## TEXT BLOCK
Saturday, 31st July saw me getting up at an ungodly hour to join Mark (King of the Hill) and a few others at 07:00 am in Trafalgar Square. The plan was to cycle to Otford where we would meet the main group and then cycle on to Whitstable. There were in fact two groups cycling the 26 miles from London. Jenny had a group that started at 06:00!
As I cycled through Hyde Park it was all but deserted. When I passed Albert Court, I could not stop myself from taking a photograph - of my Brompton, not Albert Court. This simple act caused me to be fashionably 5x minutes late.
Once I had arrived we were off. There were four of us - Mark, Simon (veteran of many a Brompton ride), new Simon and myself. Our pace was purposeful but still conversational and it was great to catch up with Mark.
At the top of our ascent at Crystal Palace we picked up two more riders, one of which was James H. He had recently finished the Pan Celtic Ultra Endurance Race - on a Brompton. In addition he had just done the Dunwich Dynamo and cycled back again!
In the photo below the last time we completed this ride the way was blocked by some fly tipping and we all had to climb over. This time all was good. I couldn't help but take a photo though.
We arrived that the Pond Cafe in good time and only a few minutes after the 06:00 group. I wasted little time in ordering breakfast. I was starving and perhaps stupidly had left home without eating anything. There were a few old faces and lots of new ones. It really was lovely to see so many Brompton riders and bikes out in force!
Passing through picturesque villages at certain points I acted as a way marker. This involved standing marking junctions until the tail had caught up. When this came I would then pedal off again to try and catch the front of the peloton. Sometimes I was able to and I enjoyed the little bursts of speed.
|Marking a corner|
At one point we entered a narrow path that was very much like something out of the 'Lord of the Rings.' I wasn't concerned about the head-hight branches, the wildlife or exposed roots to negotiate but was about my Brompton getting dirty. More on that later!
Just before the last little push towards the halfway stop we negotiated a little waterway section that was all rather pretty.
Lunch was very welcome. Four of us on our table went for the burger option and it was all rather good. The time went by quickly as we talked about previous rides, this ride and future ones. I joked about the big hill for the day - Hollingbourne - and there were a few nervous glances just in case my assertion that there was once a cable car one could take to reach the top, was true?!
Again the Kent countryside was stunning. Landscapes appeared before us only to be bettered by what came next.
The Pilgrims Way was the route supposedly trod by pilgrims from Winchester to the Shrine of Thomas Becket in Canterbury. On this day it was a Brompton peloton.
As we got nearer to Hollingbourne Hill things started to get a little darker and the clouds a little greyer. Was this a sign of something to come? Yes of course it was!
|Take a closer look at this photo. They definitely waved. |
At the base of Hollingbourne Hill I flicked the screen on my Wahoo to show the gradient profile. This then allowed me to chart my progress and see what the gradient was. In truth, I didn't look at it once but did think it was a nice thing to take a photo of.
|Getting ready for the ascent!|
Hollingbourne Hill is quite demanding with the last little section up to where it flattens off a little rather steep. I made my way up at a quite respectful pace and near the top saw James H coming back down. He was to make another ascent!

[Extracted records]

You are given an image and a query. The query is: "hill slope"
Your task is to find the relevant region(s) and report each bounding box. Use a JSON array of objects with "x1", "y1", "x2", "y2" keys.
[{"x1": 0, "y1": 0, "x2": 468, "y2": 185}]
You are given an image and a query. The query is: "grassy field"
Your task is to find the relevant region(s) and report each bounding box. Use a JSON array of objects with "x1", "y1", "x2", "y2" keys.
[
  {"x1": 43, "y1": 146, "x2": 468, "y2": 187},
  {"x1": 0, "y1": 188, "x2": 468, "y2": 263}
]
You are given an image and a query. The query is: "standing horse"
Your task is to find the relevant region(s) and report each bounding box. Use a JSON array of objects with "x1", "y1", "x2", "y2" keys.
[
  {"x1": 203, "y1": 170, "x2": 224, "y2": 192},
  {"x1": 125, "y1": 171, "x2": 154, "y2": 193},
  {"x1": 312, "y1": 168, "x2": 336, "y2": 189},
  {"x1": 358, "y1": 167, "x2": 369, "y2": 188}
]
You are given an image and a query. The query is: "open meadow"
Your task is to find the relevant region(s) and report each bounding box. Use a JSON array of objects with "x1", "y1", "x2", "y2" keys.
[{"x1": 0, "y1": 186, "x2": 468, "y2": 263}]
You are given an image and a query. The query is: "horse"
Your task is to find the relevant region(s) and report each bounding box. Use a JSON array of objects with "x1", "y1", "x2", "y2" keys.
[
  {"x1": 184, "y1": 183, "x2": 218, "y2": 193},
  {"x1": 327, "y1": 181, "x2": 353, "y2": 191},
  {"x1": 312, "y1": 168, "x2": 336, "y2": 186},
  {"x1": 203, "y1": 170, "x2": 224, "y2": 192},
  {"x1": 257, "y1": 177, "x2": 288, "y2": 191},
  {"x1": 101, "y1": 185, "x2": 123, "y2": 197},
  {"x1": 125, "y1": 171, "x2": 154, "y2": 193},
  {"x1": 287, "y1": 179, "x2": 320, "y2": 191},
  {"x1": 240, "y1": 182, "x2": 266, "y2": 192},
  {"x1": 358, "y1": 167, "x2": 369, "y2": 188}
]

## TASK A
List every person the Brompton ride account names.
## TASK B
Write the next part of the Brompton ride account, picking up after its final sentence.

## REPLY A
Mark, Jenny, Simon, new Simon, James H, Thomas Becket

## REPLY B
We waited for everyone to arrive and gave cheers to those who had made it. Some walked up it, some walked up a little and others didn't put a foot down. It really didn't matter. What did was that everyone made it and would have a good memory and a tale to tell.
A few miles after Hollingbourne, the distant rumble of thunder could be heard. A spit of rain fell onto the screen of my Wahoo. This was followed by more thunder, louder and closer. Then the rain fell. In almost the exact same spot we sheltered back in 2019 - the last time we did this ride - we hurriedly put on rain jackets. Just when we thought it could not get worse, it did. Eventually we set off with it still raining but nowhere nearly as heavily as it had been.
The next few miles were unpleasant. The wind and rain displaced lots and lots of gravel that now seemed to lie across the entire road surface rather than confined to the middle. Water filled potholes making them an unknown depth and risk. At one point water at least 20cm in depth lay across our paths and we had to cycle through. My poor Brompton. The worst part was seeing a large section of road filled not with gravel but large stones??
Punctures with rain like this was likely and there were a few. With only a couple of miles from Whitstable the last of them were made good and with the sun almost coming out again we cycled the last few miles to the end of the ride.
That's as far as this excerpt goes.